In the records that follow, find each line with the word "picture" and copy it.

______________________________

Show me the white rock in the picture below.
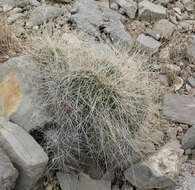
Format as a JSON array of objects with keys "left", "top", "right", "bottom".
[
  {"left": 124, "top": 141, "right": 184, "bottom": 189},
  {"left": 0, "top": 118, "right": 48, "bottom": 190},
  {"left": 182, "top": 125, "right": 195, "bottom": 149},
  {"left": 138, "top": 0, "right": 166, "bottom": 21}
]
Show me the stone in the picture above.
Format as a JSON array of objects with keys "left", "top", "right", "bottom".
[
  {"left": 138, "top": 0, "right": 166, "bottom": 22},
  {"left": 8, "top": 13, "right": 24, "bottom": 25},
  {"left": 54, "top": 0, "right": 72, "bottom": 2},
  {"left": 188, "top": 77, "right": 195, "bottom": 88},
  {"left": 114, "top": 0, "right": 137, "bottom": 19},
  {"left": 152, "top": 19, "right": 176, "bottom": 39},
  {"left": 110, "top": 2, "right": 119, "bottom": 10},
  {"left": 124, "top": 141, "right": 183, "bottom": 189},
  {"left": 69, "top": 0, "right": 134, "bottom": 51},
  {"left": 0, "top": 0, "right": 40, "bottom": 11},
  {"left": 78, "top": 173, "right": 111, "bottom": 190},
  {"left": 186, "top": 36, "right": 195, "bottom": 64},
  {"left": 145, "top": 28, "right": 160, "bottom": 40},
  {"left": 163, "top": 93, "right": 195, "bottom": 125},
  {"left": 182, "top": 126, "right": 195, "bottom": 149},
  {"left": 0, "top": 56, "right": 50, "bottom": 131},
  {"left": 121, "top": 184, "right": 133, "bottom": 190},
  {"left": 137, "top": 33, "right": 161, "bottom": 53},
  {"left": 57, "top": 172, "right": 78, "bottom": 190},
  {"left": 29, "top": 6, "right": 64, "bottom": 26},
  {"left": 0, "top": 118, "right": 48, "bottom": 190},
  {"left": 112, "top": 185, "right": 120, "bottom": 190},
  {"left": 0, "top": 148, "right": 18, "bottom": 190}
]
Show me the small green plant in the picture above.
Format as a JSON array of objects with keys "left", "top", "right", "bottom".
[{"left": 28, "top": 31, "right": 158, "bottom": 173}]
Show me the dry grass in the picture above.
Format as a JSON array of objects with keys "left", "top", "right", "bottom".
[
  {"left": 27, "top": 30, "right": 159, "bottom": 173},
  {"left": 0, "top": 16, "right": 21, "bottom": 58}
]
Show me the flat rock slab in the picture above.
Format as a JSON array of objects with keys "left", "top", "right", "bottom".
[
  {"left": 124, "top": 141, "right": 183, "bottom": 189},
  {"left": 186, "top": 36, "right": 195, "bottom": 64},
  {"left": 0, "top": 148, "right": 18, "bottom": 190},
  {"left": 163, "top": 93, "right": 195, "bottom": 125},
  {"left": 0, "top": 118, "right": 48, "bottom": 190},
  {"left": 182, "top": 125, "right": 195, "bottom": 149},
  {"left": 0, "top": 56, "right": 50, "bottom": 131}
]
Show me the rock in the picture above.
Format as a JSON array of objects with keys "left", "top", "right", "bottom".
[
  {"left": 0, "top": 56, "right": 50, "bottom": 131},
  {"left": 69, "top": 0, "right": 134, "bottom": 51},
  {"left": 29, "top": 6, "right": 64, "bottom": 26},
  {"left": 54, "top": 0, "right": 72, "bottom": 2},
  {"left": 114, "top": 0, "right": 137, "bottom": 19},
  {"left": 57, "top": 172, "right": 78, "bottom": 190},
  {"left": 8, "top": 13, "right": 24, "bottom": 25},
  {"left": 152, "top": 19, "right": 176, "bottom": 39},
  {"left": 0, "top": 148, "right": 18, "bottom": 190},
  {"left": 182, "top": 126, "right": 195, "bottom": 149},
  {"left": 163, "top": 93, "right": 195, "bottom": 125},
  {"left": 186, "top": 37, "right": 195, "bottom": 64},
  {"left": 187, "top": 76, "right": 195, "bottom": 88},
  {"left": 124, "top": 141, "right": 183, "bottom": 189},
  {"left": 138, "top": 0, "right": 166, "bottom": 22},
  {"left": 137, "top": 33, "right": 161, "bottom": 53},
  {"left": 145, "top": 28, "right": 160, "bottom": 40},
  {"left": 78, "top": 173, "right": 111, "bottom": 190},
  {"left": 110, "top": 2, "right": 119, "bottom": 10},
  {"left": 121, "top": 184, "right": 133, "bottom": 190},
  {"left": 0, "top": 118, "right": 48, "bottom": 190},
  {"left": 112, "top": 185, "right": 120, "bottom": 190},
  {"left": 0, "top": 0, "right": 40, "bottom": 11}
]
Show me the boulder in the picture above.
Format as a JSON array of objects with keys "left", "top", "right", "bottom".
[
  {"left": 182, "top": 125, "right": 195, "bottom": 149},
  {"left": 163, "top": 93, "right": 195, "bottom": 125},
  {"left": 0, "top": 56, "right": 50, "bottom": 131},
  {"left": 0, "top": 148, "right": 18, "bottom": 190},
  {"left": 137, "top": 33, "right": 161, "bottom": 53},
  {"left": 138, "top": 0, "right": 166, "bottom": 22},
  {"left": 29, "top": 6, "right": 64, "bottom": 26},
  {"left": 0, "top": 118, "right": 48, "bottom": 190},
  {"left": 124, "top": 141, "right": 183, "bottom": 189},
  {"left": 152, "top": 19, "right": 176, "bottom": 39},
  {"left": 69, "top": 0, "right": 134, "bottom": 50}
]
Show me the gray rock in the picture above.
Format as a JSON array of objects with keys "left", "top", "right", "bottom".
[
  {"left": 69, "top": 0, "right": 134, "bottom": 51},
  {"left": 0, "top": 118, "right": 48, "bottom": 190},
  {"left": 0, "top": 0, "right": 40, "bottom": 11},
  {"left": 145, "top": 28, "right": 160, "bottom": 40},
  {"left": 110, "top": 2, "right": 119, "bottom": 10},
  {"left": 114, "top": 0, "right": 137, "bottom": 19},
  {"left": 0, "top": 56, "right": 50, "bottom": 131},
  {"left": 124, "top": 141, "right": 183, "bottom": 189},
  {"left": 186, "top": 37, "right": 195, "bottom": 64},
  {"left": 0, "top": 148, "right": 18, "bottom": 190},
  {"left": 121, "top": 184, "right": 133, "bottom": 190},
  {"left": 29, "top": 6, "right": 64, "bottom": 26},
  {"left": 137, "top": 33, "right": 161, "bottom": 53},
  {"left": 152, "top": 19, "right": 176, "bottom": 39},
  {"left": 54, "top": 0, "right": 72, "bottom": 2},
  {"left": 112, "top": 185, "right": 120, "bottom": 190},
  {"left": 138, "top": 0, "right": 166, "bottom": 21},
  {"left": 182, "top": 126, "right": 195, "bottom": 149},
  {"left": 163, "top": 93, "right": 195, "bottom": 125},
  {"left": 188, "top": 76, "right": 195, "bottom": 88},
  {"left": 57, "top": 172, "right": 79, "bottom": 190},
  {"left": 8, "top": 13, "right": 24, "bottom": 24},
  {"left": 78, "top": 173, "right": 111, "bottom": 190}
]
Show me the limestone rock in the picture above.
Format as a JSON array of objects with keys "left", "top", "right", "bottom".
[
  {"left": 137, "top": 33, "right": 161, "bottom": 53},
  {"left": 138, "top": 0, "right": 166, "bottom": 22},
  {"left": 0, "top": 56, "right": 50, "bottom": 131},
  {"left": 0, "top": 118, "right": 48, "bottom": 190},
  {"left": 0, "top": 148, "right": 18, "bottom": 190},
  {"left": 124, "top": 141, "right": 183, "bottom": 189},
  {"left": 182, "top": 125, "right": 195, "bottom": 149},
  {"left": 152, "top": 19, "right": 176, "bottom": 39},
  {"left": 163, "top": 93, "right": 195, "bottom": 125},
  {"left": 29, "top": 6, "right": 64, "bottom": 26}
]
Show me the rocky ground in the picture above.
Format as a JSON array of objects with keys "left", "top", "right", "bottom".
[{"left": 0, "top": 0, "right": 195, "bottom": 189}]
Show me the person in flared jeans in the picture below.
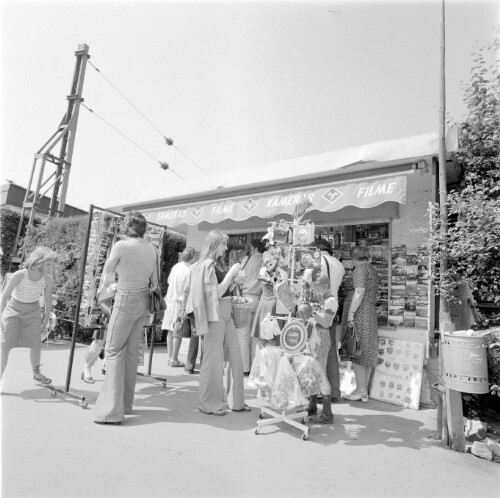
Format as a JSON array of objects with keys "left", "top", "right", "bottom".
[
  {"left": 326, "top": 325, "right": 341, "bottom": 400},
  {"left": 94, "top": 290, "right": 150, "bottom": 423},
  {"left": 199, "top": 298, "right": 245, "bottom": 413}
]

______________________________

▶ _SOLUTION_:
Show me the white rock in the picture below.
Show me the stone in the picture above.
Show me the small green plant in the picture above.
Show me the dry grass in the picture above.
Show me the flat rock slab in the picture above.
Show me the rock in the picture above.
Show me the boulder in the picture above.
Show me the gray rock in the picture above.
Show me the limestone rock in the picture above.
Show me the rocky ground in the picture above.
Show me the person in flared jeans in the picture below.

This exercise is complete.